▶ [Work required]: Continue the design write-up on the durable log writer below, starting after its final line.

▶ [Text block]:
Durable Log Writer

Overview

Implement a write(record) component that many threads call at the same time. The call must not return until the record is durably persisted — safe across a process crash and a machine restart, not just sitting in a memory buffer. Two records must never be corrupted or interleaved on disk.

The real shape of this problem is many concurrent producers feeding one durable sink with strict acknowledgement semantics. The same pattern shows up as an event writer, a transaction journal, an audit trail, or a durable message-queue producer. The points being tested are concurrency correctness, synchronization, durability semantics, and where the performance bottleneck lives.

Interfaces

A single-writer design: callers hand records to a durable queue and block until the writer confirms the record hit the disk.

class LogWriter:
    def __init__(self, path):
        self._queue = Queue()              # producers -> single writer
        self._file = open(path, "ab")
        # start one background writer thread running _write_loop

    def write(self, record):
        """Block until `record` is fsynced to disk; raise if the write fails."""
        req = LogRequest(record)
        self._queue.put(req)
        req.wait_until_done()              # parks on a condition variable
        if req.error:
            raise req.error

    def _write_loop(self):
        while True:
            req = self._queue.get()
            try:
                self._file.write(encode(req.record))
                self._file.flush()         # push buffer to the OS
                os.fsync(self._file.fileno())   # force it onto the disk
                req.mark_persisted()       # notify the waiting caller
            except Exception as e:
                req.fail(e)

One dedicated writer owns the file, so records are appended in a single, non-interleaved stream. Each caller waits on its request's condition variable and is woken only once its bytes are durable.

Inputs and outputs

  • Input: records arriving from any number of producer threads.
  • Output: write returns only after the record is on disk; if the disk write fails, the caller gets an exception rather than a false success.

▶ [Supplied material]:
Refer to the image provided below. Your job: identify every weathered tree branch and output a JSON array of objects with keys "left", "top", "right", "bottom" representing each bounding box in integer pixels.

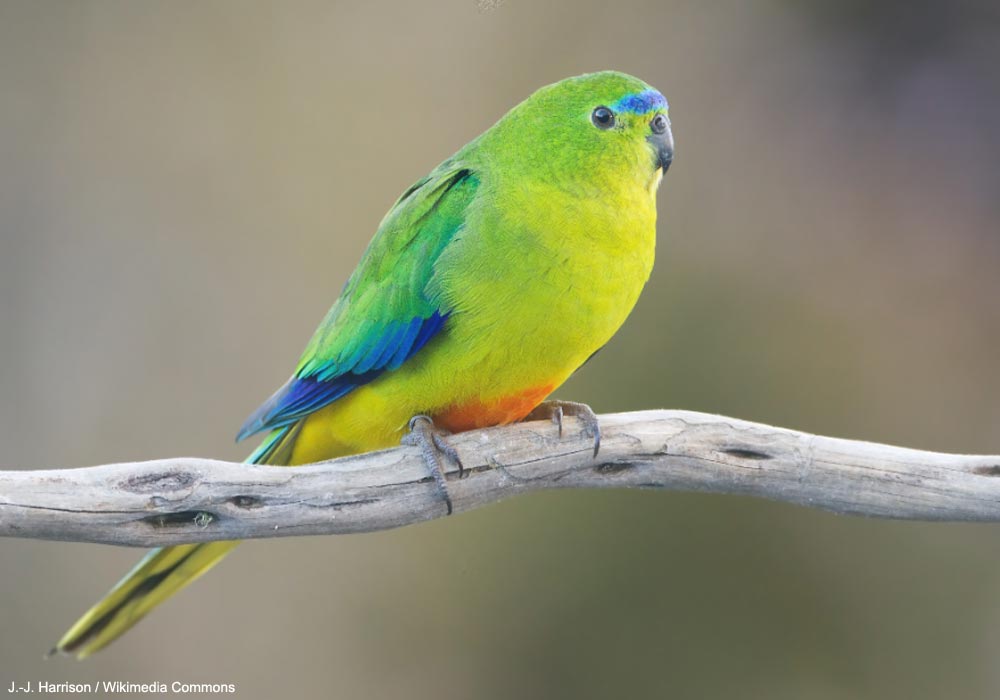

▶ [Result of this exercise]:
Requirements

  • write is safe to call concurrently from many threads.
  • A record is acknowledged only after flush + fsync — crash- and restart-safe.
  • Records are never torn or interleaved on disk.
  • Decide the ordering contract up front: either a global order (A acked before B appears before B) or durability-only with no cross-thread order guarantee.
  • Disk failures surface as errors; the writer does not fail silently.

Examples

w = LogWriter("trades.log")

# called from many threads at once
w.write("BUY AAPL 100")    # returns only after this line is fsynced
w.write("SELL TSLA 50")    # never interleaves with the line above

On disk you must see whole records, never a torn mix like BUY SEAPL / LL TSLA.

Think about it

Every record waits on its own fsync, and throughput falls off a cliff.

Could several waiting records share a single fsync without breaking the promise that write returns only once the record is durable?

And what's the cost of lingering a few milliseconds to batch more of them together?

Follow-ups

  • How would you implement group commit — how large should a batch grow, or how long should it linger, before you flush?

  • The file can't grow forever. How would you roll it over by size without losing or tearing a record?

  • How would an async write that returns a future change the durability contract you give callers?

  • And more...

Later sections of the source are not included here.